Image boundary annotation data:
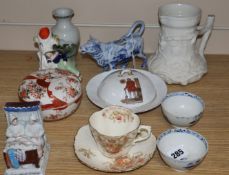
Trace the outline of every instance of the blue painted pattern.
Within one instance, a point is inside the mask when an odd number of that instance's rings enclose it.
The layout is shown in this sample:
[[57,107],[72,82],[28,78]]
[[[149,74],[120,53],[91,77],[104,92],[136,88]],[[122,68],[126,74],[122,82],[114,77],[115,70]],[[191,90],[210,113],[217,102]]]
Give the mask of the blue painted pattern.
[[142,67],[146,67],[147,57],[143,53],[142,39],[144,29],[144,22],[136,21],[128,33],[119,40],[104,43],[91,37],[80,47],[80,52],[91,55],[104,70],[115,69],[118,64],[122,68],[126,68],[128,62],[133,60],[135,56],[142,58]]

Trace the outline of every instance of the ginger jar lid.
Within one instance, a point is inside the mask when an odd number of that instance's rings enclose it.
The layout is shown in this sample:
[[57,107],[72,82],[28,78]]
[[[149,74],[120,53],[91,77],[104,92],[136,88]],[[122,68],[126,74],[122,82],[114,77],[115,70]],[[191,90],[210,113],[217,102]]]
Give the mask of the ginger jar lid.
[[25,102],[40,101],[41,109],[61,109],[77,102],[81,83],[77,75],[61,69],[44,69],[26,76],[18,95]]

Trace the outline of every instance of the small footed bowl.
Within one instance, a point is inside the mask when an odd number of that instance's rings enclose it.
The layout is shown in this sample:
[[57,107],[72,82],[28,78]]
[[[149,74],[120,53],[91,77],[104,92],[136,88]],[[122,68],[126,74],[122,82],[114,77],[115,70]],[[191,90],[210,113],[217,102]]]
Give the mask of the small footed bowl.
[[159,135],[157,148],[167,165],[178,171],[186,171],[204,159],[208,152],[208,142],[195,131],[175,128]]
[[189,92],[172,92],[164,98],[161,107],[164,116],[173,126],[189,127],[202,116],[204,101]]

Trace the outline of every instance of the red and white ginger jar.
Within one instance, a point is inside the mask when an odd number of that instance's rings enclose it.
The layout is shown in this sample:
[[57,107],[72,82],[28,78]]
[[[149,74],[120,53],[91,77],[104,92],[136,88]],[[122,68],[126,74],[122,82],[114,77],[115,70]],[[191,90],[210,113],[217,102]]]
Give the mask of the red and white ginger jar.
[[40,101],[45,121],[63,119],[79,106],[82,96],[77,75],[61,69],[44,69],[26,76],[19,86],[21,101]]

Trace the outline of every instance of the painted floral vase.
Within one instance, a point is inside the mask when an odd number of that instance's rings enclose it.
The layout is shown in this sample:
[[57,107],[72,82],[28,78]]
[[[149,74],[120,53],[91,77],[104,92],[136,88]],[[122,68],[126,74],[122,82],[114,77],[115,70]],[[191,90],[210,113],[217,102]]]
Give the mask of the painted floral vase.
[[68,50],[67,60],[69,65],[73,66],[70,71],[78,74],[74,68],[76,66],[76,55],[80,45],[80,32],[71,22],[74,11],[70,8],[57,8],[53,10],[52,15],[56,20],[56,24],[52,27],[52,33],[56,35],[60,41],[60,45],[58,46],[59,50]]

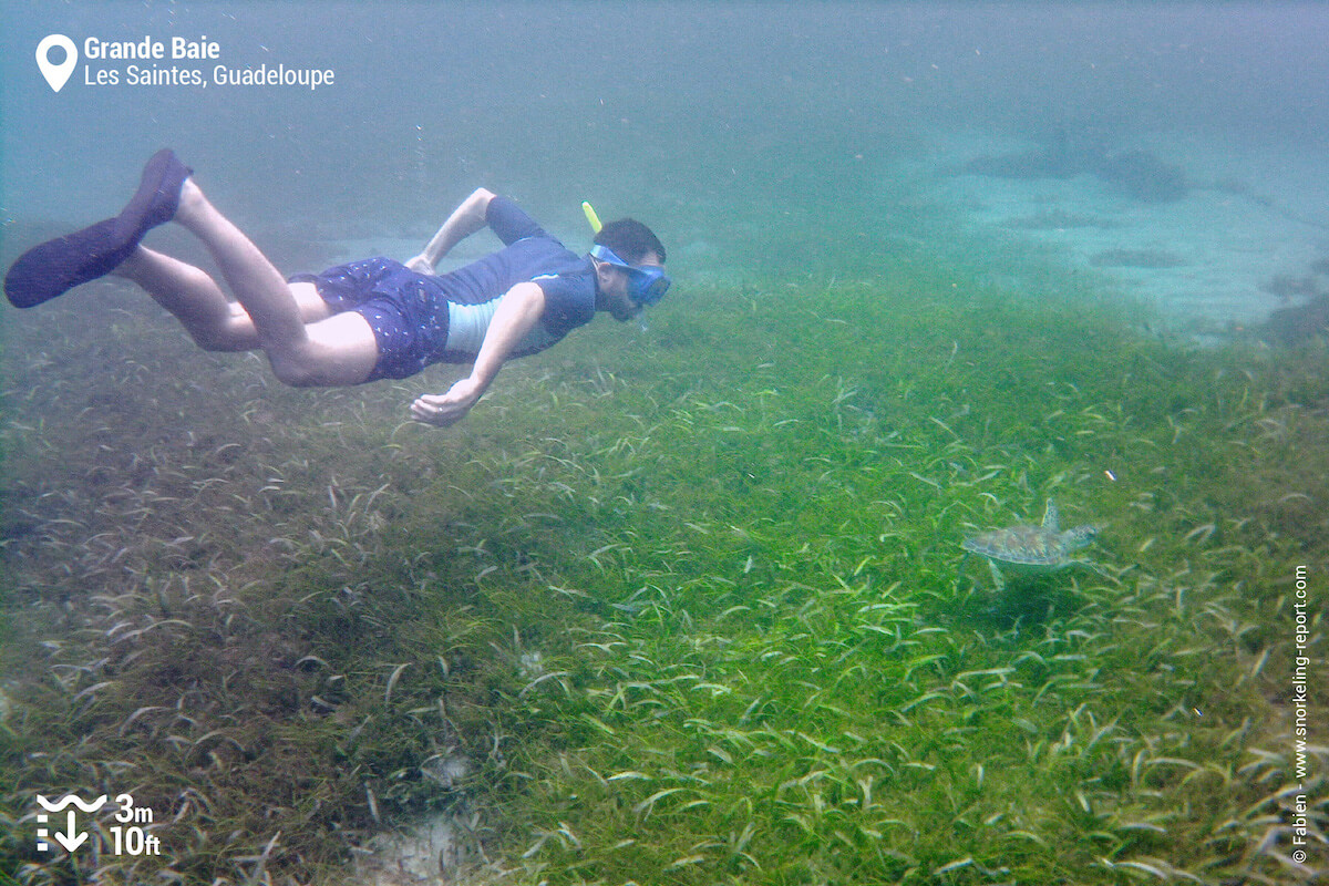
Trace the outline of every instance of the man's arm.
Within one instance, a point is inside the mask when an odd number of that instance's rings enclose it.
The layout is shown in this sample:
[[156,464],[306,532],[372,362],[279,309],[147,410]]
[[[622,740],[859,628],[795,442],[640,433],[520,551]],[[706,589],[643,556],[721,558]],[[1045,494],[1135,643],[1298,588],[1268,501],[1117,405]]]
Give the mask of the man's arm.
[[544,312],[545,291],[538,284],[518,283],[508,290],[489,321],[470,375],[447,393],[421,395],[411,404],[411,414],[440,428],[465,417],[498,375],[512,349],[534,328]]
[[452,211],[439,232],[424,247],[424,252],[407,262],[407,267],[419,274],[433,274],[439,259],[452,251],[452,247],[485,226],[485,213],[493,191],[477,187],[476,191]]

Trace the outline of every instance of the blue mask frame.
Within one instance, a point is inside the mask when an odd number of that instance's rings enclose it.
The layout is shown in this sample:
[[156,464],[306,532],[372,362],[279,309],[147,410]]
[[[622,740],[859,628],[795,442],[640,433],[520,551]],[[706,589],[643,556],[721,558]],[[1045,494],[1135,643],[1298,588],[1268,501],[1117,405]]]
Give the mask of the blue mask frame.
[[657,267],[654,264],[629,264],[623,259],[618,258],[614,250],[597,243],[590,247],[591,258],[595,258],[605,264],[613,264],[614,267],[621,267],[627,271],[627,296],[637,302],[638,304],[650,306],[655,304],[664,298],[668,292],[670,279],[664,268]]

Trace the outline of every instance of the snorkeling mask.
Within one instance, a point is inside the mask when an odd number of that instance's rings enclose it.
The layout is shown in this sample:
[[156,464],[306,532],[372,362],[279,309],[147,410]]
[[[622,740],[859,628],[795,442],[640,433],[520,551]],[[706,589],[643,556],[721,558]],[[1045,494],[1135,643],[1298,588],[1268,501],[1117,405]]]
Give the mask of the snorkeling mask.
[[664,268],[654,264],[629,264],[618,258],[614,250],[595,243],[590,247],[591,258],[627,271],[627,296],[642,306],[651,306],[664,298],[672,282]]

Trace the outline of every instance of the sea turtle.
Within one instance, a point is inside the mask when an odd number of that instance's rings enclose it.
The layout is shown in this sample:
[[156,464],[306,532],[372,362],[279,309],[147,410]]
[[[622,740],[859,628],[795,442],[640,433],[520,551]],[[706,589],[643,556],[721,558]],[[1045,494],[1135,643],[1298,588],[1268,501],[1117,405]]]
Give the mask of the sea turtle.
[[1088,545],[1096,534],[1096,526],[1075,526],[1062,531],[1058,526],[1057,503],[1049,498],[1041,526],[1019,523],[1006,529],[994,529],[970,535],[961,542],[961,547],[969,554],[978,554],[987,559],[987,567],[993,571],[997,590],[1002,590],[1006,587],[1006,580],[1002,578],[998,563],[1033,571],[1050,571],[1073,563],[1092,567],[1084,561],[1071,559],[1070,554]]

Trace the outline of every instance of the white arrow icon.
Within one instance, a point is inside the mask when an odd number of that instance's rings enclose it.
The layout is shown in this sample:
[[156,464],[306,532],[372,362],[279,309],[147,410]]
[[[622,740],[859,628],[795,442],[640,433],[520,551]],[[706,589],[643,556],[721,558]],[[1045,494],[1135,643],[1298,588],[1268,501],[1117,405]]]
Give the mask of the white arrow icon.
[[[51,54],[53,46],[60,46],[65,50],[65,60],[58,65],[51,64]],[[60,92],[66,82],[69,82],[69,76],[74,72],[78,65],[78,48],[74,46],[74,41],[62,33],[48,35],[41,39],[37,44],[37,68],[41,69],[41,76],[47,78],[51,88]]]
[[88,840],[88,832],[80,830],[74,833],[74,810],[69,810],[69,833],[57,830],[53,836],[56,842],[65,847],[65,851],[73,851],[82,846],[84,841]]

GOAL
Starting from the line with "Trace the outline of every instance of the snorkeling" and ending with the final line of the data, quote every line exactly, both ends included.

OUTPUT FOR THIS EXERCISE
Trace the outline of every instance of the snorkeling mask.
Within one instance, a point is inside the mask when an odd number of that instance's rings enclose it.
The layout is shown in this sample:
[[156,464],[306,532],[372,362],[279,309],[147,410]]
[[[622,740],[859,628],[795,442],[640,433],[520,551]],[[706,589],[643,556],[721,558]],[[1045,494],[1135,643],[1298,588],[1268,501],[1117,405]]]
Give the mask of the snorkeling mask.
[[664,268],[654,264],[629,264],[618,258],[614,250],[595,243],[590,247],[591,258],[627,271],[627,296],[642,306],[651,306],[664,298],[672,282]]

Trace the outline of every instance of the sea turtle.
Within one instance, a point is inside the mask when an odd number of that instance's rings enclose it.
The layout is shown in this sample:
[[156,464],[306,532],[372,362],[279,309],[147,410]]
[[[622,740],[859,628],[795,442],[640,433],[520,551]],[[706,589],[643,556],[721,558]],[[1045,494],[1135,643],[1298,588],[1268,501],[1117,405]]]
Give the mask of the sea turtle.
[[1088,545],[1096,534],[1096,526],[1075,526],[1062,531],[1058,526],[1057,503],[1049,498],[1041,526],[1019,523],[1006,529],[994,529],[970,535],[961,542],[961,547],[969,554],[978,554],[987,559],[987,567],[993,571],[997,590],[1002,590],[1006,587],[1006,580],[1002,578],[998,563],[1033,571],[1050,571],[1073,563],[1092,567],[1084,561],[1071,559],[1070,554]]

Trace the outline of every instance of the white arrow icon.
Within one instance, a point is inside the mask when an odd number of that instance's rings enclose it.
The layout is shown in this sample:
[[156,464],[306,532],[372,362],[279,309],[147,410]]
[[[622,740],[859,628],[795,442],[640,433],[520,551]],[[706,589],[643,556],[721,558]],[[1045,494],[1135,643],[1298,588],[1268,501],[1117,405]]]
Give the mask of the white arrow icon.
[[[51,54],[53,46],[60,46],[65,50],[65,60],[58,65],[51,64]],[[60,92],[66,82],[69,82],[69,76],[74,72],[78,65],[78,48],[74,46],[74,41],[62,33],[48,35],[41,39],[37,44],[37,68],[41,69],[41,76],[47,78],[51,88]]]
[[88,840],[88,832],[80,830],[74,833],[74,810],[69,810],[69,833],[57,830],[53,836],[56,842],[65,847],[65,851],[73,851],[82,846],[84,841]]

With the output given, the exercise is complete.